GIVEN TEXT
--------

Monday, January 22, 2007

a meme, a swim, a comet!

Deb R, who is guest-hosting on Create a Connection on Wednesdays, came up with an interesting meme, which I have done below, but first a preamble……..
This meme asks’ what is the best’… ‘and worst’…? about various aspects of life. When I first saw the questions I decided not to do it, because I find it so hard to pin things down to ‘My worst’ or ‘My Best.’

It has to do with whether you tend to see things in sharp black or white, or shades of grey. Personally, I am a “shades of grey” person. I don’t often enjoy books or movies which portray the goodies as really good, and the baddies as pure evil. In reality, I believe everybody, and consequently their experiences too, has one of those little sliding scale things attached with good on one side and bad on the other. I don’t know a single person who doesn’t combine a bit of darkness with their light. And I don’t think the position on that scale even stays constant, there are circumstances or times when one side may overshadow the other, and then it can shift.

--------

TASK DIRECTIONS
Carry on the blog post about the best-and-worst meme and seeing life in shades of grey, picking up right after its last sentence. The material has no connection to the blog post about the best-and-worst meme.

DATASET SECTION

--------

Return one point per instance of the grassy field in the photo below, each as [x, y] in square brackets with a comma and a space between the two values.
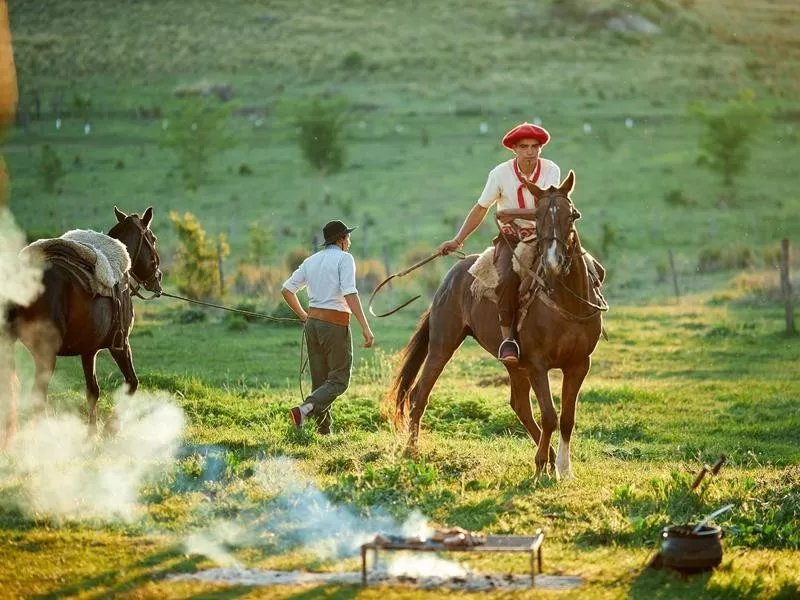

--------

OUTPUT OF THE TASK
That is what makes humans so wonderfully complex, and why I find it irritating when they are simplistically pigeon-holed and labeled. (I think that is why I enjoy Nip-Tuck so much, apart from the gory surgeries which I CAN’T watch! I love the ambiguity and complexity of the characters.) It also makes it much easier to be accepting and non-judgmental when you can embrace the dark with the light in the people around you. So nothing is purely the best, or worst in our experiences, but usually contains elements of both.

Also, we go through different seasons in our lives, and how we perceive a place or event depends on how it fits in with where we are at right then, a place we love when raising small kids might be a pain when single or old.

What changed my mind, and made me decide to do the meme is because I was intrigued to see how Deb answered the questions. It is exactly in line with this whole idea, and because there is scope for grey areas….here goes!

1. What’s the best place you ever lived? I have a strong capacity for celebrating the moment, so pretty much most places I have lived have been great, for different reasons. Also, Max and I have always been happy together, and made the best of wherever we are, so we have good memories of most places.

If I include childhood, then the thatched cottage we lived in during my junior school years was idyllic. It was in Harare, in Zimbabwe. We were on an acre of garden, on the outskirts of town, bordering on a wild valley that was a bird sanctuary, so our view went on forever. We had great trees for climbing, and a big swimming pool, and dirt roads all around where we used to go on our bicycles.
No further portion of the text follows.